* _GIVEN TASK_: Copy the entries below verbatim, starting with the line that contains "Tag the jersey" and stopping after the line that contains "[[219, 289]]". Reproduce nothing outside that span.

* _ENTRIES SHOWN_:

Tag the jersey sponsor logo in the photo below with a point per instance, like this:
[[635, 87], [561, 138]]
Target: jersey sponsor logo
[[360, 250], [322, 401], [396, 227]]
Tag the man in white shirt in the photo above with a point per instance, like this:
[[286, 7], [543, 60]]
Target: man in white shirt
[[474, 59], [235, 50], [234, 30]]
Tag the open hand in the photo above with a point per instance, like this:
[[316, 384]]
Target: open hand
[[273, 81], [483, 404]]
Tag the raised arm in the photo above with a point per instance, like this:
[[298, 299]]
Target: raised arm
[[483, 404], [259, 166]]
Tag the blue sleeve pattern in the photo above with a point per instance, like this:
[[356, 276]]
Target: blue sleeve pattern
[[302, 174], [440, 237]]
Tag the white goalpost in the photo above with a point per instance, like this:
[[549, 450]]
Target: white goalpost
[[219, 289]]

...

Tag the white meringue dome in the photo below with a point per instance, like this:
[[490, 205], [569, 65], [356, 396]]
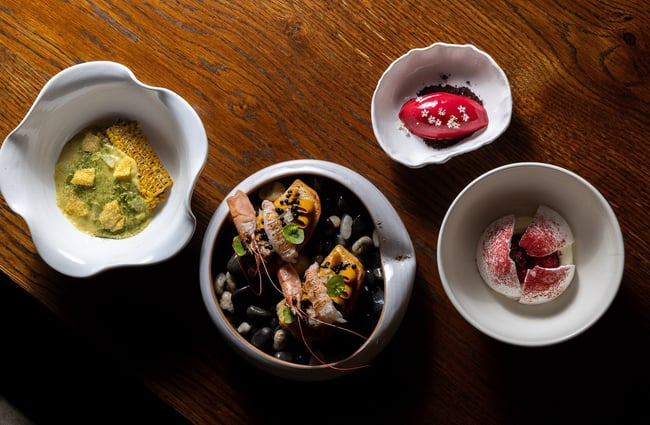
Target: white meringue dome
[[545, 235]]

==

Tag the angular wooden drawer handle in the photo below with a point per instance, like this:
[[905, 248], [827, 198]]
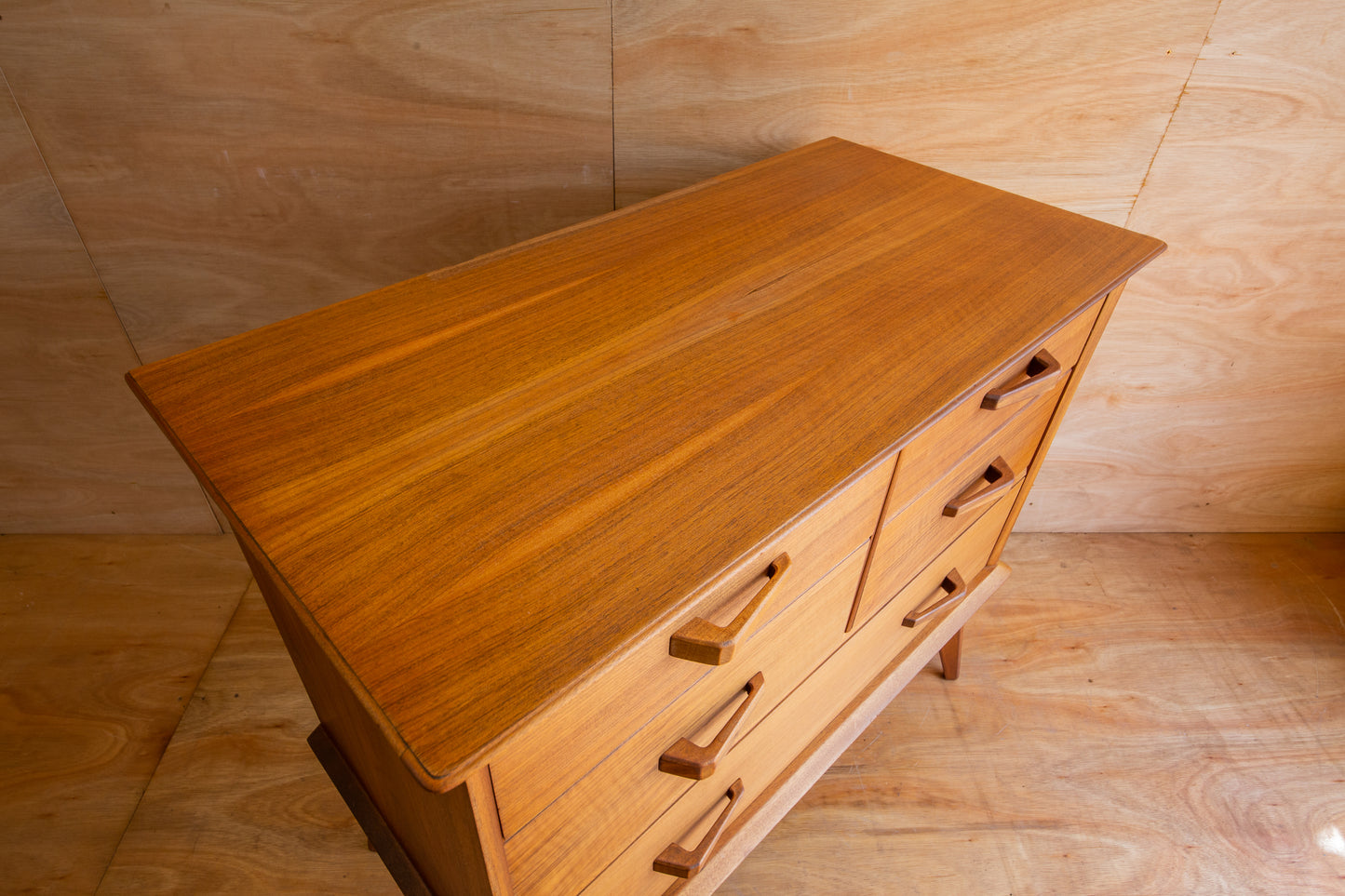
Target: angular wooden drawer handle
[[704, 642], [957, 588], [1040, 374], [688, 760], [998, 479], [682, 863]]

* _TASK OUTPUT_:
Tag the jersey sponsor logo in the photo below with a point per instance, like this:
[[635, 87], [561, 138]]
Target: jersey sponsor logo
[[360, 250], [322, 401], [396, 227]]
Tag the man in white shirt in the photo above with a point per instance, like this:
[[286, 7], [543, 60]]
Target: man in white shirt
[[474, 59], [235, 50], [234, 30]]
Tag the open hand in the photo above with a point per instance, like this:
[[316, 384]]
Target: open hand
[[273, 81], [483, 404]]
Tag the raised arm in the photo above with a point per instance, like this:
[[298, 299]]
Target: raised arm
[[483, 404], [259, 166]]
Tag the blue sleeve pattern in the photo above with a point per instance, like this:
[[356, 276]]
Target: blue sleeve pattern
[[302, 174], [440, 237]]
Tag the white goalpost in the photo above with a point per instance, like this:
[[549, 450]]
Target: white goalpost
[[219, 289]]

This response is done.